# Passage given
● ● ● ●

If a home buyer just purchased a $900,000 home, at 1.2%, their property taxes would be roughly $10,800 per year, (or $900 per month). Again, this is an approximate estimate but is usually pretty close to accurate. Although some say our property taxes in California are consistent with many other states, the fact that we have some of the highest property values in the country means we pay a lot in property taxes.
There are also exemptions that can effectively lower the property tax rate such as the Homeowner’s exemption for qualifying owner-occupied homes, veteran’s exemption, etc. (consult with your accountant or tax pro for details). Thanks to Prop 13, California property tax can increase by only 2 percent yearly or the rate of inflation, whichever is lower. One of the benefits of this structure is that people can reliably predict their property tax liability.
A downside of Prop 13 is that current homebuyers disproportionately foot California’s property taxes. The discrepancy in tax bills looking at someone that has owned their home for 20 years vs someone that just purchased is also why many longtime homeowners in California are reluctant to sell. They simply do not want to lose their property’s low taxable value.
What About Prop 60 and Prop 90?
Prop 60 and Prop 90 are similar laws to Proposition 19 related to property tax portability. They are current law until April 1st, 2021 at which point the tax portability aspects of Prop 19 will be the current law. Prop 60 and prop 90 attempted to address the issue of longtime homebuyers being reluctant to sell their homes due to their low tax basis. Both propositions allowed homeowners 55 or older (meeting several other criteria) to purchase a replacement of equal or lesser value and retain their prior home’s taxable value. Proposition 60 applied to qualifying purchases within the same county. Proposition 90 applied to inter-county transfers between a handful of counties including San Diego, Los Angeles, Orange, Riverside, San Mateo, and several others.
Prop 60 and prop 90 could only be utilized as a one-time benefit. While a helpful provision for some, many longtime homeowners and seniors with the motivation to move were still deterred from doing so. A homeowner looking to move to a county not among the Prop 90 shortlist, or those wanting to move into a home that costs more than their existing home was still left with unappealing options. Proposition 19 attempts to provide more flexibility and benefits to many, however, it also has provisions that will impact heirs and estates involving homes that have historically remained within a family.
Proposition 19 – Property Tax Portability
The following table shows some of the nuances of the former law vs how property tax portability is handled under Proposition 19 provisions:
How Does Prop 19 Calculate Taxable Value When the Replacement Property is of Higher Value?
According to the California Association of Realtors, “The new taxable value is calculated by adding the difference between the full cash value of the replacement property and the original property to the original taxable value. For example, if a seller of an original property has a $300,000 taxable value and a full cash value of $1M and then buys a replacement property for $1.5M,
the taxable value of the replacement property would be $800,000.”
Prop 19 Intergenerational Transfers
Proposition 19 is expected to generate a lot of revenue. I expect much of that revenue to come from the new way property transfers between parents and children and grandparent and grandchildren will be handled. The table below from the California State Board of Equalization sheds some light on how intergenerational property transfers were handled previously, and how they are handled under Prop 19:
Prop 19 Effective Dates
According to the CA State Board of Equalization, Prop 19, “. . . became effective on December 16, 2020, the 5th day after the Secretary of State certified the election. However, the changes to the parent-child and grandparent-grandchild exclusion will become operative and apply to transactions on February 16, 2021, and the base year value transfer provisions will become operative on April 1, 2021.”

● ● ● ●

# Tasks and exercises
1) According to the passage on California property taxes and Proposition 19, on what date did Prop 19 become effective?
2) Continue the passage on California property taxes and Proposition 19 above, starting after its final sentence.

# Information supplied
● ● ● ●

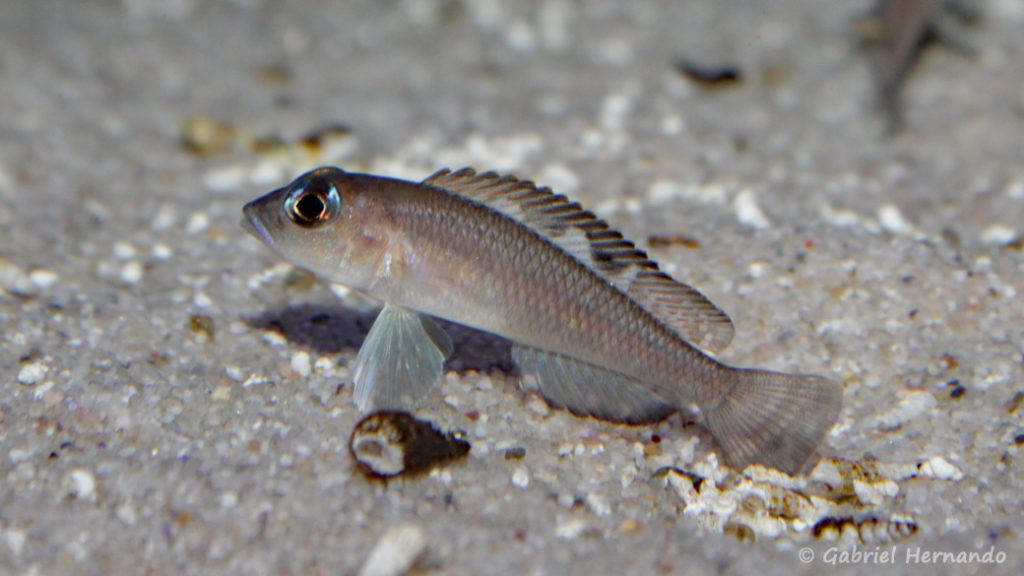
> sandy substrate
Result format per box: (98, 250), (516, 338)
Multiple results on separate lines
(0, 0), (1024, 575)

● ● ● ●

# Answers to each task
1) December 16, 2020.

2)
Depending on what aspects of Proposition 19 might be relevant to you, the effective dates here can have a substantial impact on you and/or your estate. The various dates are yet another reason to make sure you consult with an appropriate real estate lawyer, estate planner or your accountant.
Proposition 19 and Refinancing
The provisions of Prop 19 are not expected to impact the typical refinancing of homes.
What About Prop 58 and Prop 193?
Per the CA BOE: “Proposition 58, effective November 6, 1986, is a constitutional amendment approved by the voters of California which exclude from reassessment transfers of real property between parents and children. Proposition 58 is codified by section 63.1 of the Revenue and Taxation Code.
Proposition 193, effective March 27, 1996, is a constitutional amendment approved by the voters of California which exclude from reassessment transfers of real property from grandparents to grandchildren, providing that all the parents of the grandchildren who qualify as children of the grandparents are deceased as of the date of transfer. Proposition 193 is also codified by section 63.1 of the Revenue and Taxation Code.”
Both of these earlier propositions will be replaced by Proposition 19 and its provisions.
Where Do I Make a Claim for a Transfer Under Proposition 19?
Your county local assessor’s office should be able to direct you to the appropriate forms as well as answer any questions you might have regarding Prop 19 details.
How Will Prop 19 Impact the Real Estate Market?
One look at the FAQ page for Prop 19 on the CA Board of Equalization reveals that although Prop 19 has passed, some questions about its implementation remain. Homeowners who may have sold prior to the effective dates and those that might have used Prop 60 or 90 previously are left with some ambiguity about what sales may or may not qualify to transfer a prior taxable value.
Much of California has experienced an extended period of low inventory. In the decades that have passed since Proposition 13’s landmark passing, many California homeowners have been deterred from selling. Long-term homeownership is clearly rewarded with relatively low property taxes. The following graph shows a live look at the last five years of actual inventory in three major California counties:
Generally, six months of inventory is considered “healthy” by most economists and reflects a good balance between buyers and sellers. The graph as of today’s date, shows we haven’t hit that “healthy” number in the last five years. Furthermore, inventory levels in LA and San Diego are extremely low (approaching 1 month vs the more neutral six-month metric).
The California Association of Realtors, or CAR, and the National Association of Realtors, or NAR, (both of which I am a member of)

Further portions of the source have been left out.